The Cabinet of Dr. Caligari is considered the quintessential work of German Expressionist cinema, and by far the most famous and well-regarded example of it. It is considered a classic film, often shown in introductory film courses, film societies and museums, and is one of the most famous German films from the silent era. Film scholar Lewis Jacobs called it "most widely-discussed film of the time". Caligari helped draw worldwide attention to the artistic merit of German cinema, while also bringing legitimacy to the cinema among literary intellectuals within Germany itself. Lotte Eisner has said it was in Expressionism, as epitomized in Caligari, that "the German cinema found its true nature." The term "caligarism" was coined as a result, referring to a style of similar films that focus on such themes as bizarre madness and obsession, particularly through the use of visual distortion. Expressionism was late in coming to cinema, and by the time Caligari was released, many German critics felt the art form had become commercialized and trivialized; such well known writers as Kasimir Edschmid, René Schickele, and Yvan Goll had already pronounced the Expressionist movement dead by the time Caligari arrived in theaters. Few other purely Expressionistic films were produced, and Caligari was the only one readily accessible for several decades. Among the few films to fully embrace the Expressionist style were Genuine (1920) and Raskolnikow (1923), both directed by Wiene, as well as From Morn to Midnight (1920), Torgus (1921), Das Haus zum Mond (1921), Haus ohne Tür und ohne Fenster (1921) and Waxworks.
While few other purely Expressionistic movies were made, Caligari still had a major influence over other German directors, and many of the film's Expressionist elements – particularly the use of setting, lighting shadow and shadow to represent the dark psychology of its characters – became prevelent in German cinema. Among the films to use these elements were Murnau's Nosferatu (1922) and The Last Laugh (1924), G. W. Pabst's Secrets of a Soul (1926), and Lang's Metropolis (1927) and M (1931). The success of Caligari also effected the way in which German films were produced during the 1920s. For example, the majority of major German films over the next few years moved away from location shooting and were fully filmed in studios, which assigned much more importance to designers in German cinema. Robinson argues this led to the rise of a large amount of film designers – such as Hans Dreier, Rochus Gliese, Albin Grau, Otto Hunte Alfred Junge, Erich Kettelhut and Paul Leni – and that impact was felt abroad as many of these talents later emigrated from Germany with the rise of the Nazi Party. Additionally, the success of Caligari's collaborative effort – including Caligari's director, set designers and actors – influenced subsequent film production in Germany for many years making teamwork a hallmark of German cinema in the Weimar Republic.

### DATA:
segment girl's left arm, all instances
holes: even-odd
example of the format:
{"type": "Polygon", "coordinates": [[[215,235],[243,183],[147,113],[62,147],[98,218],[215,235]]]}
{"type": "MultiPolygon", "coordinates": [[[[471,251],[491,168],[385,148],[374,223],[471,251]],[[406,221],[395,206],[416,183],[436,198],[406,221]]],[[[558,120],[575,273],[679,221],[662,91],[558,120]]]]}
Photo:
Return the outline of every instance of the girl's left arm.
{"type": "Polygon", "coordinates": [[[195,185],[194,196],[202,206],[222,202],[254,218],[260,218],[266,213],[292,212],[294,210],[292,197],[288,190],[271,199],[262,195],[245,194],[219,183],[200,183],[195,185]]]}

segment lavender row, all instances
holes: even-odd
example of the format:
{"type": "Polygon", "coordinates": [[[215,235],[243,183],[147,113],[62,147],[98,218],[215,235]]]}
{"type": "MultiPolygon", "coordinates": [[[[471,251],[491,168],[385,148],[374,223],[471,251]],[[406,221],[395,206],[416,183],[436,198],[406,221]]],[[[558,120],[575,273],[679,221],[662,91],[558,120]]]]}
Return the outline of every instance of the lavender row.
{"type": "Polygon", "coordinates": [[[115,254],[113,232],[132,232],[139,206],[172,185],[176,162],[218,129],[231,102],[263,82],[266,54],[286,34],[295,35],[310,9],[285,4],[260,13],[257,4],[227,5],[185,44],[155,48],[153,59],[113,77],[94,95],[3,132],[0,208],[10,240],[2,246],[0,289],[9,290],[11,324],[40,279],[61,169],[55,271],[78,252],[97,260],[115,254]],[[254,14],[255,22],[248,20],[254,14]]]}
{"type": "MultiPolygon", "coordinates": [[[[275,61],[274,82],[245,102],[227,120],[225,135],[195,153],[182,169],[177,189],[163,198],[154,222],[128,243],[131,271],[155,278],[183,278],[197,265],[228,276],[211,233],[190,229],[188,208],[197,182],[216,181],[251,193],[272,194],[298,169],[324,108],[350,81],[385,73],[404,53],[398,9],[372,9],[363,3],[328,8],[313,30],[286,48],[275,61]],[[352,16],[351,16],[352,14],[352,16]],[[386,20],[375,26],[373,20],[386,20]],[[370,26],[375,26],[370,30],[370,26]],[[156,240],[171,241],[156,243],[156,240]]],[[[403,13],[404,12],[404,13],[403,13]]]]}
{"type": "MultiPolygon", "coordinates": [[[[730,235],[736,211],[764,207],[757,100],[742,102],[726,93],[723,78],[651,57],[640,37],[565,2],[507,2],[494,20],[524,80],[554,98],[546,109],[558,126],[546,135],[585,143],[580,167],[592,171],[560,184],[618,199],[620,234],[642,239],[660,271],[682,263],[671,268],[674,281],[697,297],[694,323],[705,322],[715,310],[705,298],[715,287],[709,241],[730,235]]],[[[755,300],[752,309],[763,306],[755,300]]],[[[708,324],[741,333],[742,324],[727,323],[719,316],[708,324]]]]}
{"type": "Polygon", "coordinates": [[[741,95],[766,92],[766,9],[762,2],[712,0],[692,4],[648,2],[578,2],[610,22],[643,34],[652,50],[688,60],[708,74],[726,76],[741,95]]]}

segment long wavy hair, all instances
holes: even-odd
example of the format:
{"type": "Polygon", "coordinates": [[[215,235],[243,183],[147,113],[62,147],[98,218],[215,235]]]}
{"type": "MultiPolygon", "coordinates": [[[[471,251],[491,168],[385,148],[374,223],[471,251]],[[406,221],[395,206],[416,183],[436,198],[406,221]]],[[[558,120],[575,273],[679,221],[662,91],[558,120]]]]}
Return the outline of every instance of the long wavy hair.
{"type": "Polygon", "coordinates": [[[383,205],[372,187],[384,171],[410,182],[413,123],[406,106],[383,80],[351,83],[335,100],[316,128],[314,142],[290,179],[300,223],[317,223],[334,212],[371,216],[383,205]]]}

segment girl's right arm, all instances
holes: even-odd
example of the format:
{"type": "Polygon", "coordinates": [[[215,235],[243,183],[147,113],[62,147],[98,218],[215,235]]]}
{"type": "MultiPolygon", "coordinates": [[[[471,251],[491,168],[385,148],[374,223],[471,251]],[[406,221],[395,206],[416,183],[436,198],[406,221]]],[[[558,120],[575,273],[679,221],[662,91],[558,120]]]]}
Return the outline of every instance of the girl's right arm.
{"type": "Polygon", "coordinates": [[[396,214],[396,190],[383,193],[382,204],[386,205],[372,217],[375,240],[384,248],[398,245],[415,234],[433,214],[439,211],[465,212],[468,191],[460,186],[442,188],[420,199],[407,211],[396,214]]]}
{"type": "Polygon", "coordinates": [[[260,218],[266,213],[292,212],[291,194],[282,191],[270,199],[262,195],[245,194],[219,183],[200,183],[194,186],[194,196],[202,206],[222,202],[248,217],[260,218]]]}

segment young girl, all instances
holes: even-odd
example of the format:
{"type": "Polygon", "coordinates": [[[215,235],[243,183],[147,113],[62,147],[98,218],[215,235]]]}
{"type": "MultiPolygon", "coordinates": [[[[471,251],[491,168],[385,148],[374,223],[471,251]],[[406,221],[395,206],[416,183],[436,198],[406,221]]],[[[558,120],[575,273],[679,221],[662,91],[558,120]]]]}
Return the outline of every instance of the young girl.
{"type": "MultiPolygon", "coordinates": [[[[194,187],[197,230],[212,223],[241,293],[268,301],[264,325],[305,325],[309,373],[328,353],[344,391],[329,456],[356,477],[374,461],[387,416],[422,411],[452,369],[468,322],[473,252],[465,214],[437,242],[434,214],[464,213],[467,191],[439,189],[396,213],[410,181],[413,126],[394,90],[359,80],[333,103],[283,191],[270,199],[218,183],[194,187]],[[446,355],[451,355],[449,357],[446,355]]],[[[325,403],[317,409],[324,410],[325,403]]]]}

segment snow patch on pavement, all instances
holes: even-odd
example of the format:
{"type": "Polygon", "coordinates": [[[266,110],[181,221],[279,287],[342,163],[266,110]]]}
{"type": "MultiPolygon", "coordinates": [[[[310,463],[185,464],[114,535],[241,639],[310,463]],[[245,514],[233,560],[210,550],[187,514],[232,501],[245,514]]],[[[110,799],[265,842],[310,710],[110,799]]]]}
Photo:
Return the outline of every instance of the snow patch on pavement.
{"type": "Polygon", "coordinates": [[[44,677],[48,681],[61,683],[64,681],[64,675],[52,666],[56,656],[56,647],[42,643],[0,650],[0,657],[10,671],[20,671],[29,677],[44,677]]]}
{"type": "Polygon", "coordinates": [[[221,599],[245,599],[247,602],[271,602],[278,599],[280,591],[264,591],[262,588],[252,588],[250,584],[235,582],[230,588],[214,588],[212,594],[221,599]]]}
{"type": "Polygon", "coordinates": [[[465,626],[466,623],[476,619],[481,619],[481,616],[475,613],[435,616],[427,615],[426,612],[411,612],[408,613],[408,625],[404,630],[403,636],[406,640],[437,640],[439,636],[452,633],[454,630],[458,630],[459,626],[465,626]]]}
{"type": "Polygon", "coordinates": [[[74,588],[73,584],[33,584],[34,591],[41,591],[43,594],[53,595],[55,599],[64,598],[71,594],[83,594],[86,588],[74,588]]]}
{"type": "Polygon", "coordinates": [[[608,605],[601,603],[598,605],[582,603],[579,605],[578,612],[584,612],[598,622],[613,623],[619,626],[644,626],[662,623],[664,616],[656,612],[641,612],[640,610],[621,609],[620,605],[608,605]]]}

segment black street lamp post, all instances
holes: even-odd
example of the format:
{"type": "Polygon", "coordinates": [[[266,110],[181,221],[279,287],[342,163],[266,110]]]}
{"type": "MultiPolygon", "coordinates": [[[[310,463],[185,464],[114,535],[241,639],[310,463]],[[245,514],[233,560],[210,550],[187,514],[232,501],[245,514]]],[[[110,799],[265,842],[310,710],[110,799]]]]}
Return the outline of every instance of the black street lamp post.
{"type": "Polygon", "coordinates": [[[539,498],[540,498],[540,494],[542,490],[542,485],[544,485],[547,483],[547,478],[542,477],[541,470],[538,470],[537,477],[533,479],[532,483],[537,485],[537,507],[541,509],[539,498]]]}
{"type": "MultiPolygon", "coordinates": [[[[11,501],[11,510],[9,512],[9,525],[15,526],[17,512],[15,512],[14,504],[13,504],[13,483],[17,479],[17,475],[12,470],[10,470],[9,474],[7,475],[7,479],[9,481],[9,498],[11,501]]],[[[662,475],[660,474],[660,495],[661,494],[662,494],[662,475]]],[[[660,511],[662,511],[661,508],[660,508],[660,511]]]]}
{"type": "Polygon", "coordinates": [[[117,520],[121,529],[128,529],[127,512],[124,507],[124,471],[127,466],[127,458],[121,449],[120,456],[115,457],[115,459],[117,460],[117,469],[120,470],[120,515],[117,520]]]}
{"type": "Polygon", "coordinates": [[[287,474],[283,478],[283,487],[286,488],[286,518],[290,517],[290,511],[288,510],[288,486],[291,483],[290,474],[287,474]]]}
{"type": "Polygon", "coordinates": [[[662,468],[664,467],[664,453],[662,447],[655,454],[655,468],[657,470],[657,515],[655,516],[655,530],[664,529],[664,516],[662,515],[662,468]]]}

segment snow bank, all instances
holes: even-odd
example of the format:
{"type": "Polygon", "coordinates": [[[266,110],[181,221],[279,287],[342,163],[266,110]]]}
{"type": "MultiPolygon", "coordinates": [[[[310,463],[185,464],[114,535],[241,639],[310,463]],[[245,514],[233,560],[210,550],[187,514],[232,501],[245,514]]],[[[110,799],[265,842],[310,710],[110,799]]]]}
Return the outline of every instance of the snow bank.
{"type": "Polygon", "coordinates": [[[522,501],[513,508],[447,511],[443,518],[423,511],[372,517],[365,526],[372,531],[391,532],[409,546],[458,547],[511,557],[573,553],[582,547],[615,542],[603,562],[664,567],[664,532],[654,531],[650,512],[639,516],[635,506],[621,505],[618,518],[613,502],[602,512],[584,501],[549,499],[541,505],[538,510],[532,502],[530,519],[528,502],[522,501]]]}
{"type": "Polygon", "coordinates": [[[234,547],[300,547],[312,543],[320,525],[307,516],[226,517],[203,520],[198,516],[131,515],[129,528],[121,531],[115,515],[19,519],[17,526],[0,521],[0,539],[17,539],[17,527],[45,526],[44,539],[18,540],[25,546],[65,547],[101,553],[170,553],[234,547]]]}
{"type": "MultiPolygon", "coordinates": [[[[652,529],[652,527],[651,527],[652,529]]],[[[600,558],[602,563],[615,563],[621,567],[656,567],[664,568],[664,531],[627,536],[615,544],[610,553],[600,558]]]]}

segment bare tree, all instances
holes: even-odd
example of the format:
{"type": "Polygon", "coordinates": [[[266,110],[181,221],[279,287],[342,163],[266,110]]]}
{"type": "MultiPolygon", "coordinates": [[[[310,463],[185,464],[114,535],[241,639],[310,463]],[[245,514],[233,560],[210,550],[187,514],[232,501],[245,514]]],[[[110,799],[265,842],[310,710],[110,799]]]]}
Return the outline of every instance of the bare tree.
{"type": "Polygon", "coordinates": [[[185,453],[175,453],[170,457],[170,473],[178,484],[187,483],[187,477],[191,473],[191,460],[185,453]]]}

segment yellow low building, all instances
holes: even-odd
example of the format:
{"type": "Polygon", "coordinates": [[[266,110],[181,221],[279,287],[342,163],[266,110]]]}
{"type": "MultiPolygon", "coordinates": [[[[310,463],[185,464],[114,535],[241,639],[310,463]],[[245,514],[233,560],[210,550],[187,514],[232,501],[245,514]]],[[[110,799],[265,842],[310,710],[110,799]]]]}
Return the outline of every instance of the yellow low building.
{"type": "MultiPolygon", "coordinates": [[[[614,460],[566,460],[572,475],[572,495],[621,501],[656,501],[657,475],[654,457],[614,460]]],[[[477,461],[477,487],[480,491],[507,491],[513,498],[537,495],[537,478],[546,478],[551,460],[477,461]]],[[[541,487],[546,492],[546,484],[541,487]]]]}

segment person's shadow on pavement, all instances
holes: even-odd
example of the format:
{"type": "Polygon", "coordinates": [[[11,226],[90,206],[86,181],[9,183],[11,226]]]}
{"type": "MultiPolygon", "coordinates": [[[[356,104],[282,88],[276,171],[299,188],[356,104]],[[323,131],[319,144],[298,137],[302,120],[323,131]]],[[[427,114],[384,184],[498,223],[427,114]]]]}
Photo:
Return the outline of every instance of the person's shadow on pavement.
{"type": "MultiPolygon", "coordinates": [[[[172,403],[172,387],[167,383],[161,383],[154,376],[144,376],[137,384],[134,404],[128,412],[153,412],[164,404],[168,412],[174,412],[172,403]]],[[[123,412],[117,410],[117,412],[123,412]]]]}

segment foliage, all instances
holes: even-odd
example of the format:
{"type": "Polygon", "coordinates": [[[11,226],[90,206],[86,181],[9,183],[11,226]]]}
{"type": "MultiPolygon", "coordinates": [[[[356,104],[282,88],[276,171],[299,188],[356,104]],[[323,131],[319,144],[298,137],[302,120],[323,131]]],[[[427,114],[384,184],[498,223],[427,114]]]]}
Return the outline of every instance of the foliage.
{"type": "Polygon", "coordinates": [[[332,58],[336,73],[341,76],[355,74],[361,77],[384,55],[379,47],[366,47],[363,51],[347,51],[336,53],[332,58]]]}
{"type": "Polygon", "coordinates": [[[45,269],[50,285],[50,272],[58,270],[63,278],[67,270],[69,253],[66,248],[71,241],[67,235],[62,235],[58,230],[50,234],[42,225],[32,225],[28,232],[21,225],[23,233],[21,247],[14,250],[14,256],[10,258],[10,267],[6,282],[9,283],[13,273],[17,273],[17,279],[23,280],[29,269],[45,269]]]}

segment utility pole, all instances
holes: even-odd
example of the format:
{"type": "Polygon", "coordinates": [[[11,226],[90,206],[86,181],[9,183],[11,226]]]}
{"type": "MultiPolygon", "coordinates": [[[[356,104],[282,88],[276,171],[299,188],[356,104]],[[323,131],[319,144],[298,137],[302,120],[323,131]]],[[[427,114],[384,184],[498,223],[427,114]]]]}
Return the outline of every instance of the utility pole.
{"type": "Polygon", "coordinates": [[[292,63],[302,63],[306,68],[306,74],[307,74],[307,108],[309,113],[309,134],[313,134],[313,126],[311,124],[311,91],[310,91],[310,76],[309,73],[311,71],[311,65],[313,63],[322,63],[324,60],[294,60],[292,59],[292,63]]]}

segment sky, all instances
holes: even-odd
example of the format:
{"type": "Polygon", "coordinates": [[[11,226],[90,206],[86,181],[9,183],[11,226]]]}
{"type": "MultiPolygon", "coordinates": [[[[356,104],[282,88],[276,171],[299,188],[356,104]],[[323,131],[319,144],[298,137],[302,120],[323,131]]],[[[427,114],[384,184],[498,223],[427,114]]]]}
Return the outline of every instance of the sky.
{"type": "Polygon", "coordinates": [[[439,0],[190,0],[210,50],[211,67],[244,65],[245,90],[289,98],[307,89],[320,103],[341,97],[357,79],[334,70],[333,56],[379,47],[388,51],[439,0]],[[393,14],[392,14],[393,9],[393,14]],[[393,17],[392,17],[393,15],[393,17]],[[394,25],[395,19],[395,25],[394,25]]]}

### WHAT YOU ARE ASKED TO DO:
According to the Caligari text, which two fully Expressionist films did Wiene direct besides Caligari?

### COMPLETE ANSWER:
Genuine (1920) and Raskolnikow (1923).